# Central Congregation UCC



## ambush80 (Jun 17, 2015)

From my in laws church website:

_Central Worship Experience



Worship at Central is a corporate expression of our three core values: extravagant welcome, continuing testament, and changing lives.  The two weekly worship services have both common elements and their individual flavor.

Communion: we practice an "open table" (no one is turned away). We receive the elements by intinction: worshippers come forward, receive a piece of bread and dip it in a common chalice of juice. A gluten-free option is available  and the celebrant will bring the elements to those in the pews who need it brought to them.We celebrate Communion every week at the 8:30 Service and the first Sunday of the month at the 11:00 Service._

I found this fascinating.


----------



## StriperrHunterr (Jun 17, 2015)

ambush80 said:


> From my in laws church website:
> 
> _Central Worship Experience
> 
> ...



Why?

It's the spirit of the communion, not the content, that matters.


----------



## centerpin fan (Jun 17, 2015)

Nothing surprises me about the UCC.


----------



## 660griz (Jun 17, 2015)

Location identification listing
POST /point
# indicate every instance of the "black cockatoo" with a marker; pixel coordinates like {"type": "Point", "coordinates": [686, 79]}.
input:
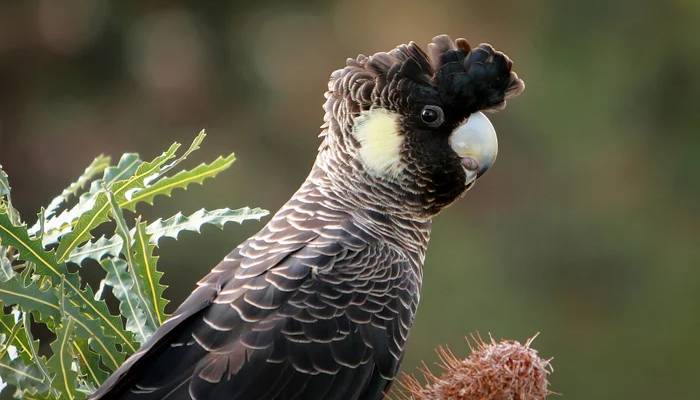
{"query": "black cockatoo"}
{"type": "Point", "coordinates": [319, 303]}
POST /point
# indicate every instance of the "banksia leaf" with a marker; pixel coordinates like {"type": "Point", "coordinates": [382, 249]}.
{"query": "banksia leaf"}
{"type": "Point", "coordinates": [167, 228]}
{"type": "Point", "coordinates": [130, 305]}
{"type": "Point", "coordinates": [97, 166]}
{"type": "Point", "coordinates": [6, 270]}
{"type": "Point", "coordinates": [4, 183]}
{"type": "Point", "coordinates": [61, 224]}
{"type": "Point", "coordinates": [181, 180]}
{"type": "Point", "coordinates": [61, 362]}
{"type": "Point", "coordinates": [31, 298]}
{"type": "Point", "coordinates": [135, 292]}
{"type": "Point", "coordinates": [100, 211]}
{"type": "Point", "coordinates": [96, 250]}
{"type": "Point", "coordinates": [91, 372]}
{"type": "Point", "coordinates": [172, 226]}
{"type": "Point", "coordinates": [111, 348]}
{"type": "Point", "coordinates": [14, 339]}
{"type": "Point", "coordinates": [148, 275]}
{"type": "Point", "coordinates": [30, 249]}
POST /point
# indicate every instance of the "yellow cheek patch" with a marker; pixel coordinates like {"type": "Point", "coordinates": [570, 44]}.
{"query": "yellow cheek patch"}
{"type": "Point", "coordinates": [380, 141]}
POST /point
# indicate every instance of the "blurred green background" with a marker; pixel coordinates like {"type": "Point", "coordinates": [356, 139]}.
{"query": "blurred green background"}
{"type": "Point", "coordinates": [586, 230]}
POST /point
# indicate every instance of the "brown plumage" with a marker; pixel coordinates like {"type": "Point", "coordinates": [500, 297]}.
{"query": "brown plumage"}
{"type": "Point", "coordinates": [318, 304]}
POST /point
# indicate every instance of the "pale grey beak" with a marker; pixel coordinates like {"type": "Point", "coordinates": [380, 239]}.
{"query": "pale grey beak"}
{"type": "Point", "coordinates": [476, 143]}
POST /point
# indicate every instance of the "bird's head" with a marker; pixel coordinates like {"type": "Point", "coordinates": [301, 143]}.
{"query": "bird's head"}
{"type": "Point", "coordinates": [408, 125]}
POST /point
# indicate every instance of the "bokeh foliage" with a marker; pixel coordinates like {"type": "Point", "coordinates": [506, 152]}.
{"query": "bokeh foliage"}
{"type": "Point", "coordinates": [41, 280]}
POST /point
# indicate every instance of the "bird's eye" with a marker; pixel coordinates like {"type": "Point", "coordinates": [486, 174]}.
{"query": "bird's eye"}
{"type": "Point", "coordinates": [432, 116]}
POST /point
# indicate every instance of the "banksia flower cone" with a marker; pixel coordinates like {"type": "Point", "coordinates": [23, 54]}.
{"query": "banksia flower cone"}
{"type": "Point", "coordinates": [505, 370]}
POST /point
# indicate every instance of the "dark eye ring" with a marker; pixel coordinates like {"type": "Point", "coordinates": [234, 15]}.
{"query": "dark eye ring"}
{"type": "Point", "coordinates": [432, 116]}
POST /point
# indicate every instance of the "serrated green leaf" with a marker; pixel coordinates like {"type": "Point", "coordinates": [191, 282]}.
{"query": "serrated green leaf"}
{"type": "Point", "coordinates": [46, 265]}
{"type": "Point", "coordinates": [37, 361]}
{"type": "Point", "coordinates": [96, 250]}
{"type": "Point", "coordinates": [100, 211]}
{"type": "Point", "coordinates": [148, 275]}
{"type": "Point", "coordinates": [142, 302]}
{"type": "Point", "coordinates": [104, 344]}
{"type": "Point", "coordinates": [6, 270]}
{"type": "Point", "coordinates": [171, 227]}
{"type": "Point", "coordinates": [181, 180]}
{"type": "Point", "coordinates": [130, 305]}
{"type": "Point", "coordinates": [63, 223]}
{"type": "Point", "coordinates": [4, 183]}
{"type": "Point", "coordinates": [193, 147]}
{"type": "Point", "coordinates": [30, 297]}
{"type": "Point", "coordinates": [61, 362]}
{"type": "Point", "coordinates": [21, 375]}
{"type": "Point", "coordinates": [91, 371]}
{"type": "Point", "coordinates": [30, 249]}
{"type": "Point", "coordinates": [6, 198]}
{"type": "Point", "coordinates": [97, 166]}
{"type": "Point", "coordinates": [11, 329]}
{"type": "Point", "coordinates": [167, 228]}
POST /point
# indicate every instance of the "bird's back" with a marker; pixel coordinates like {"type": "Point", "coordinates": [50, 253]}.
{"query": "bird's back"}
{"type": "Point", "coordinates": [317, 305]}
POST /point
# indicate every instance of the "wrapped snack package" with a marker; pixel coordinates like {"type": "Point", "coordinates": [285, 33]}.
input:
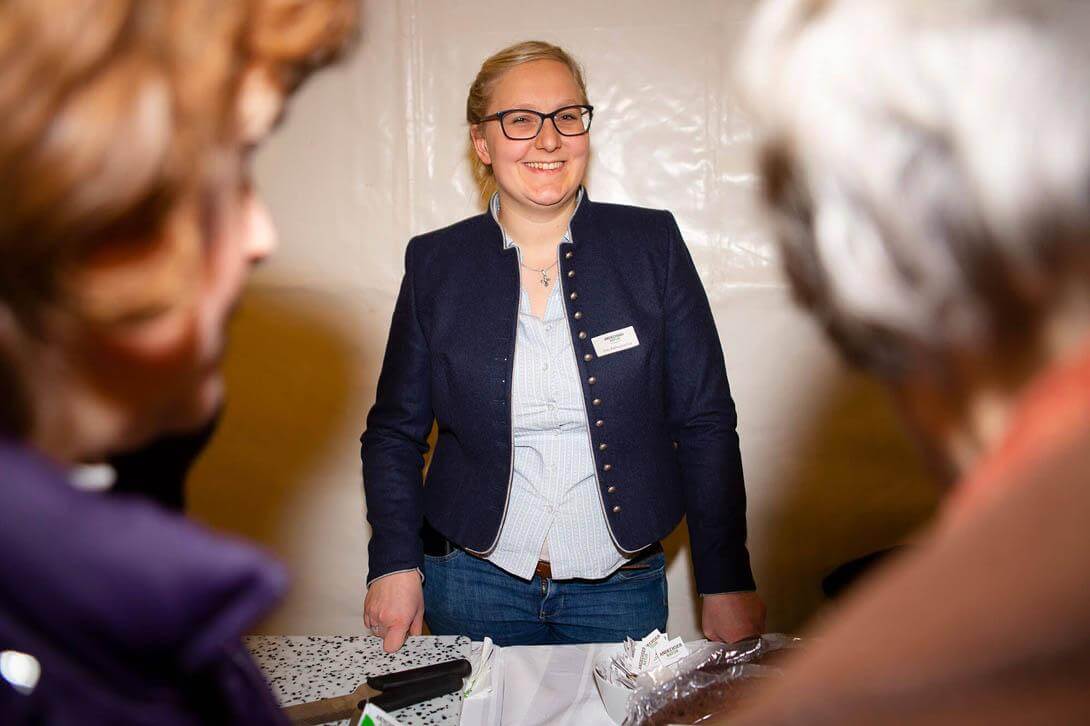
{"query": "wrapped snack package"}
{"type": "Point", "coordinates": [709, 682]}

---

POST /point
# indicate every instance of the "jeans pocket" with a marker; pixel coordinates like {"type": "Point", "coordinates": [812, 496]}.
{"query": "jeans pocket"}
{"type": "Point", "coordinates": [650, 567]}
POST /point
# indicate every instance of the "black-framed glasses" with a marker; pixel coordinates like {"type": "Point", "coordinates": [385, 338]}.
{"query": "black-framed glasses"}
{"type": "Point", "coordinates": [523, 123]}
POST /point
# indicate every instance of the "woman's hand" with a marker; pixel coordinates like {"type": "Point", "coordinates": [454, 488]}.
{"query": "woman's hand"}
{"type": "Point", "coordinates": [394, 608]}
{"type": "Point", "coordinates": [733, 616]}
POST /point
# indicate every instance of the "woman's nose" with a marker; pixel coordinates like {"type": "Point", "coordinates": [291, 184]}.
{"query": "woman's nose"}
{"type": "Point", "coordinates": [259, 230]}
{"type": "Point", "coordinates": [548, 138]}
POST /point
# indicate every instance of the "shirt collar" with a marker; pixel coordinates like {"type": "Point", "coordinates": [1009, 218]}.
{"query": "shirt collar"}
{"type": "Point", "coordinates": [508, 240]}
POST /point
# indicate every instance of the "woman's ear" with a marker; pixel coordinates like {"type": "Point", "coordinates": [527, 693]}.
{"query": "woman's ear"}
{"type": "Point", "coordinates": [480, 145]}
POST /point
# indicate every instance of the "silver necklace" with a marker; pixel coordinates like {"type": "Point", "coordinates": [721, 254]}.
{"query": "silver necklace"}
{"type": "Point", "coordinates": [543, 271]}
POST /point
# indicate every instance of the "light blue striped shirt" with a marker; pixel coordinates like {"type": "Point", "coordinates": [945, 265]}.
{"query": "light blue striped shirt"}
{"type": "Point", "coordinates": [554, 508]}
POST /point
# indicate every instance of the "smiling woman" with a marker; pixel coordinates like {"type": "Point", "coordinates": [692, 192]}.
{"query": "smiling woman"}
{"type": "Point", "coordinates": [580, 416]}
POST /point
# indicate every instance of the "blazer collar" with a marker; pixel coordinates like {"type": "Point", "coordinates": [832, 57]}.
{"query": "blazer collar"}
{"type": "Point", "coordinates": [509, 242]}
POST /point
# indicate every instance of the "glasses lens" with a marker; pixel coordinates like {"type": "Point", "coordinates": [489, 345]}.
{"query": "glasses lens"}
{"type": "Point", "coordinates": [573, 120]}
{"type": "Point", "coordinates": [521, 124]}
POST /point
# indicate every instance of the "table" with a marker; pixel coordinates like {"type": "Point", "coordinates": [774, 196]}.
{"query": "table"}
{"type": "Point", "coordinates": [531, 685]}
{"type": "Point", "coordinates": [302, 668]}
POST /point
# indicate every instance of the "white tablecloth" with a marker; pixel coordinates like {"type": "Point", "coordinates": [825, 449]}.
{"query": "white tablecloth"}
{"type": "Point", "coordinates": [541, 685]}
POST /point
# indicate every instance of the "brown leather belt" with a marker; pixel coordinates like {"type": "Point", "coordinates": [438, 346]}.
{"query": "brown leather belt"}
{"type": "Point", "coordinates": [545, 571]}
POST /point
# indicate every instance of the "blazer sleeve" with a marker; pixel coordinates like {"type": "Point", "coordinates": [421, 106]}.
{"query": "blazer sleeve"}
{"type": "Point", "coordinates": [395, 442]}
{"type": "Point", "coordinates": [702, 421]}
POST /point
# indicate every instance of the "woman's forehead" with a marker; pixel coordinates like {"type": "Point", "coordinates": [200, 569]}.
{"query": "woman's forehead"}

---

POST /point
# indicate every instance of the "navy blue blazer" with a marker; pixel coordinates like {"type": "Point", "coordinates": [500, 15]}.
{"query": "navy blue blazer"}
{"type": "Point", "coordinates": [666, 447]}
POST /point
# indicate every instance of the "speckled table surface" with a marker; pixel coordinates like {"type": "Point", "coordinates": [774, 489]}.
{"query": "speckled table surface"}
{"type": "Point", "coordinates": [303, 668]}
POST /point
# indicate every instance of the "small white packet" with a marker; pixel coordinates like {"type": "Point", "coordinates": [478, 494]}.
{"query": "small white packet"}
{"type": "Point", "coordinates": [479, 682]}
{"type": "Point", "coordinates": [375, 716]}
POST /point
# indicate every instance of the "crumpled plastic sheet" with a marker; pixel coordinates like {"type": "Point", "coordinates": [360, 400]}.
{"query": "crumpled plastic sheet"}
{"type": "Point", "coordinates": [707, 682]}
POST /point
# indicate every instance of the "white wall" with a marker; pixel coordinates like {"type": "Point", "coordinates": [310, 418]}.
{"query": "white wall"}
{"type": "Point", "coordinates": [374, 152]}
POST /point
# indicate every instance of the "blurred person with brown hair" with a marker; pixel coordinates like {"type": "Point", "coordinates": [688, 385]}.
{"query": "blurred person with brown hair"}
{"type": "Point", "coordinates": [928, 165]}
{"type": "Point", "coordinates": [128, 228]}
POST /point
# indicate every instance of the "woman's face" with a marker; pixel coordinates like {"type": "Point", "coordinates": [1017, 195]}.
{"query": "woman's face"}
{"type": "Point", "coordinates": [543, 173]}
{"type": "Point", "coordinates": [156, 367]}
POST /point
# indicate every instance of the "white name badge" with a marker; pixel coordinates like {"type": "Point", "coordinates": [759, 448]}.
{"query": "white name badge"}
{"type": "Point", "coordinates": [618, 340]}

**Written exercise A**
Transcribe the passage of the forum thread about Central Congregation UCC starting at "Communion: we practice" and ending at "StriperrHunterr (Jun 17, 2015)".
**Written exercise B**
In the forum thread about Central Congregation UCC, what do worshippers dip their piece of bread into during Communion?
**Written exercise C**
Resume the forum thread about Central Congregation UCC from the point where it stops.
The listing has no connection to the forum thread about Central Congregation UCC.

**Answer A**
Communion: we practice an "open table" (no one is turned away). We receive the elements by intinction: worshippers come forward, receive a piece of bread and dip it in a common chalice of juice. A gluten-free option is available  and the celebrant will bring the elements to those in the pews who need it brought to them.We celebrate Communion every week at the 8:30 Service and the first Sunday of the month at the 11:00 Service._

I found this fascinating.


----------



## StriperrHunterr (Jun 17, 2015)

**Answer B**
A common chalice of juice.

**Answer C**
I find it hilarious. Not sure why. I am still smiling.


----------



## ambush80 (Jun 17, 2015)

StripeRR HunteRR said:


> Why?
> 
> It's the spirit of the communion, not the content, that matters.




That might depend on who you're talking to.  Some folks take that cracker and wine seriously and have strict regulations about it.


----------



## welderguy (Jun 17, 2015)

Maybe it was a typo.
They probably meant it to say "a glutton-free option is available"


----------



## StriperrHunterr (Jun 17, 2015)

ambush80 said:


> That might depend on who you're talking to.  Some folks take that cracker and wine seriously and have strict regulations about it.



Some people also take other aspects of the faith to different heights. It's nothing new.


----------



## ambush80 (Jun 17, 2015)

660griz said:


> I find it hilarious. Not sure why. I am still smiling.



They seem a sensible bunch.  Alot of their progressivism flies in the face of traditional worship.


----------



## ambush80 (Jun 17, 2015)

centerpin fan said:


> Nothing surprises me about the UCC.




In your opinion do you think they are doing the Devil's work?


----------



## 660griz (Jun 17, 2015)

ambush80 said:


> They seem a sensible bunch.  Alot of their progressivism flies in the face of traditional worship.



I am sure they are. I guess the "gluten free" flesh of Christ got me.


----------



## StriperrHunterr (Jun 17, 2015)

660griz said:


> I am sure they are. I guess the "gluten free" flesh of Christ got me.



I didn't think about it in those terms, but seeing this I can't help but


----------



## centerpin fan (Jun 17, 2015)

ambush80 said:


> In your opinion do you think they are doing the Devil's work?



Regarding homosexuality, yes.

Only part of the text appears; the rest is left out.